Output the stretch of the entries from the line containing "Return the segmentation of every instance of the dirt" through the end of the entries as a numbered list, leaving out blank lines.

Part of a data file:
******

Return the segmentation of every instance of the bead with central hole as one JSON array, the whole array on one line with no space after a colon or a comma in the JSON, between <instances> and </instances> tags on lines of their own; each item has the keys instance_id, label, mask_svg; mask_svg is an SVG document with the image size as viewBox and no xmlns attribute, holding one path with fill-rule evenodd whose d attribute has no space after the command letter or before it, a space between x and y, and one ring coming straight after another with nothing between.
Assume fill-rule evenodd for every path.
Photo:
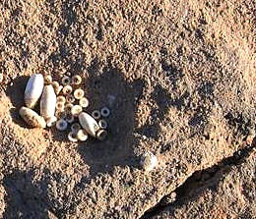
<instances>
[{"instance_id":1,"label":"bead with central hole","mask_svg":"<svg viewBox=\"0 0 256 219\"><path fill-rule=\"evenodd\" d=\"M92 116L96 119L98 120L100 118L100 112L98 110L95 110L92 113Z\"/></svg>"},{"instance_id":2,"label":"bead with central hole","mask_svg":"<svg viewBox=\"0 0 256 219\"><path fill-rule=\"evenodd\" d=\"M68 138L72 142L77 142L78 141L77 135L72 133L72 132L68 134Z\"/></svg>"},{"instance_id":3,"label":"bead with central hole","mask_svg":"<svg viewBox=\"0 0 256 219\"><path fill-rule=\"evenodd\" d=\"M77 137L81 141L86 141L88 139L88 134L85 130L79 130L77 133Z\"/></svg>"},{"instance_id":4,"label":"bead with central hole","mask_svg":"<svg viewBox=\"0 0 256 219\"><path fill-rule=\"evenodd\" d=\"M99 140L105 139L106 136L107 136L107 132L105 130L99 130L96 133L96 138Z\"/></svg>"},{"instance_id":5,"label":"bead with central hole","mask_svg":"<svg viewBox=\"0 0 256 219\"><path fill-rule=\"evenodd\" d=\"M56 122L56 128L59 131L65 131L68 128L68 123L63 119L60 119Z\"/></svg>"},{"instance_id":6,"label":"bead with central hole","mask_svg":"<svg viewBox=\"0 0 256 219\"><path fill-rule=\"evenodd\" d=\"M83 97L79 100L79 105L83 108L87 108L89 106L89 100L86 97Z\"/></svg>"}]
</instances>

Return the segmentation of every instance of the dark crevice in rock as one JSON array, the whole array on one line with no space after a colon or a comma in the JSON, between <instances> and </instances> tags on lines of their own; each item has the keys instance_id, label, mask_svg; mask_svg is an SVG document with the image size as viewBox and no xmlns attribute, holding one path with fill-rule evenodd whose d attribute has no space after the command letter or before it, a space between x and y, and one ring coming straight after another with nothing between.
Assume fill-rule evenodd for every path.
<instances>
[{"instance_id":1,"label":"dark crevice in rock","mask_svg":"<svg viewBox=\"0 0 256 219\"><path fill-rule=\"evenodd\" d=\"M215 191L221 179L231 170L231 167L245 162L256 147L256 137L251 145L237 150L232 156L223 159L218 164L204 170L195 171L180 187L164 195L154 207L147 210L141 219L157 216L166 207L175 209L197 198L205 190Z\"/></svg>"}]
</instances>

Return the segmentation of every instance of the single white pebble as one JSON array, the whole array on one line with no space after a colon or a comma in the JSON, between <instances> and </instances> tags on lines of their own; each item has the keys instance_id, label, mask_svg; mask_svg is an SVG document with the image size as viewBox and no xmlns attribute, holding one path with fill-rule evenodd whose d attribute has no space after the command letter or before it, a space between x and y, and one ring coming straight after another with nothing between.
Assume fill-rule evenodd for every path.
<instances>
[{"instance_id":1,"label":"single white pebble","mask_svg":"<svg viewBox=\"0 0 256 219\"><path fill-rule=\"evenodd\" d=\"M59 131L65 131L68 128L68 123L63 119L60 119L56 122L56 128Z\"/></svg>"},{"instance_id":2,"label":"single white pebble","mask_svg":"<svg viewBox=\"0 0 256 219\"><path fill-rule=\"evenodd\" d=\"M78 141L77 135L72 133L72 132L68 134L68 138L72 142L77 142Z\"/></svg>"},{"instance_id":3,"label":"single white pebble","mask_svg":"<svg viewBox=\"0 0 256 219\"><path fill-rule=\"evenodd\" d=\"M4 81L4 75L0 73L0 82L2 82L3 81Z\"/></svg>"},{"instance_id":4,"label":"single white pebble","mask_svg":"<svg viewBox=\"0 0 256 219\"><path fill-rule=\"evenodd\" d=\"M74 116L71 114L71 113L67 113L66 114L66 117L65 117L65 120L68 122L68 123L73 123L75 118Z\"/></svg>"},{"instance_id":5,"label":"single white pebble","mask_svg":"<svg viewBox=\"0 0 256 219\"><path fill-rule=\"evenodd\" d=\"M100 129L105 130L107 128L107 123L106 123L105 120L99 120L98 126L99 126Z\"/></svg>"},{"instance_id":6,"label":"single white pebble","mask_svg":"<svg viewBox=\"0 0 256 219\"><path fill-rule=\"evenodd\" d=\"M83 97L79 100L79 105L83 108L87 108L89 106L89 100L87 97Z\"/></svg>"},{"instance_id":7,"label":"single white pebble","mask_svg":"<svg viewBox=\"0 0 256 219\"><path fill-rule=\"evenodd\" d=\"M71 114L77 117L83 111L80 105L74 105L71 109Z\"/></svg>"},{"instance_id":8,"label":"single white pebble","mask_svg":"<svg viewBox=\"0 0 256 219\"><path fill-rule=\"evenodd\" d=\"M143 154L141 165L146 172L150 172L158 165L158 157L148 151Z\"/></svg>"},{"instance_id":9,"label":"single white pebble","mask_svg":"<svg viewBox=\"0 0 256 219\"><path fill-rule=\"evenodd\" d=\"M57 122L57 117L53 116L46 119L46 126L52 127Z\"/></svg>"},{"instance_id":10,"label":"single white pebble","mask_svg":"<svg viewBox=\"0 0 256 219\"><path fill-rule=\"evenodd\" d=\"M92 116L97 120L100 118L100 112L98 110L95 110L93 113L92 113Z\"/></svg>"},{"instance_id":11,"label":"single white pebble","mask_svg":"<svg viewBox=\"0 0 256 219\"><path fill-rule=\"evenodd\" d=\"M69 85L71 83L71 79L67 76L64 76L61 79L61 83L65 86L65 85Z\"/></svg>"},{"instance_id":12,"label":"single white pebble","mask_svg":"<svg viewBox=\"0 0 256 219\"><path fill-rule=\"evenodd\" d=\"M96 138L99 140L103 140L107 136L107 132L105 130L99 130L96 133Z\"/></svg>"},{"instance_id":13,"label":"single white pebble","mask_svg":"<svg viewBox=\"0 0 256 219\"><path fill-rule=\"evenodd\" d=\"M62 95L57 96L57 102L65 103L65 102L66 102L66 98L65 98L65 96L62 96Z\"/></svg>"},{"instance_id":14,"label":"single white pebble","mask_svg":"<svg viewBox=\"0 0 256 219\"><path fill-rule=\"evenodd\" d=\"M110 114L110 110L107 107L103 107L100 110L100 114L101 114L102 117L108 117L109 114Z\"/></svg>"},{"instance_id":15,"label":"single white pebble","mask_svg":"<svg viewBox=\"0 0 256 219\"><path fill-rule=\"evenodd\" d=\"M60 91L62 90L62 88L63 88L63 85L59 85L59 86L56 88L55 92L56 92L57 95L60 93Z\"/></svg>"},{"instance_id":16,"label":"single white pebble","mask_svg":"<svg viewBox=\"0 0 256 219\"><path fill-rule=\"evenodd\" d=\"M65 85L63 88L62 88L62 92L64 95L68 95L68 94L71 94L72 93L72 86L71 85Z\"/></svg>"},{"instance_id":17,"label":"single white pebble","mask_svg":"<svg viewBox=\"0 0 256 219\"><path fill-rule=\"evenodd\" d=\"M71 132L77 134L78 131L81 129L81 126L79 123L73 123L71 126Z\"/></svg>"},{"instance_id":18,"label":"single white pebble","mask_svg":"<svg viewBox=\"0 0 256 219\"><path fill-rule=\"evenodd\" d=\"M84 95L85 95L85 92L84 92L84 90L81 89L81 88L78 88L78 89L76 89L76 90L74 91L74 97L75 97L76 99L81 99L81 98L84 97Z\"/></svg>"},{"instance_id":19,"label":"single white pebble","mask_svg":"<svg viewBox=\"0 0 256 219\"><path fill-rule=\"evenodd\" d=\"M88 139L88 134L85 130L79 130L77 133L77 138L81 141L86 141Z\"/></svg>"},{"instance_id":20,"label":"single white pebble","mask_svg":"<svg viewBox=\"0 0 256 219\"><path fill-rule=\"evenodd\" d=\"M58 90L59 90L59 87L60 87L59 82L54 81L54 82L51 82L51 85L53 86L54 92L56 94L58 94Z\"/></svg>"},{"instance_id":21,"label":"single white pebble","mask_svg":"<svg viewBox=\"0 0 256 219\"><path fill-rule=\"evenodd\" d=\"M78 75L73 76L71 79L71 83L74 85L79 85L82 82L82 78Z\"/></svg>"}]
</instances>

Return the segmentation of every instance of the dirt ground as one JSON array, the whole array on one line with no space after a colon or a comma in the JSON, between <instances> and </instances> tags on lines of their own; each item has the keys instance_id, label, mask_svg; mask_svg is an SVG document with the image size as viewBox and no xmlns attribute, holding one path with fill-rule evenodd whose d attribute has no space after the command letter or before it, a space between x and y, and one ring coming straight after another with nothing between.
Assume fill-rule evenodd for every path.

******

_COMPLETE ANSWER:_
1. Return the segmentation of every instance of the dirt ground as one JSON array, the whole array on one line with no space after a colon or a comma in the JSON, between <instances> and </instances> tags on lines of their own; each item has the keys instance_id, label, mask_svg; mask_svg is an SVG document with the image size as viewBox and no xmlns attribute, holding one path with fill-rule evenodd whose d attribute has no space after the command letter or before it, a space between x and y, and one ring coming straight after another with nothing between.
2. Assume fill-rule evenodd for every path.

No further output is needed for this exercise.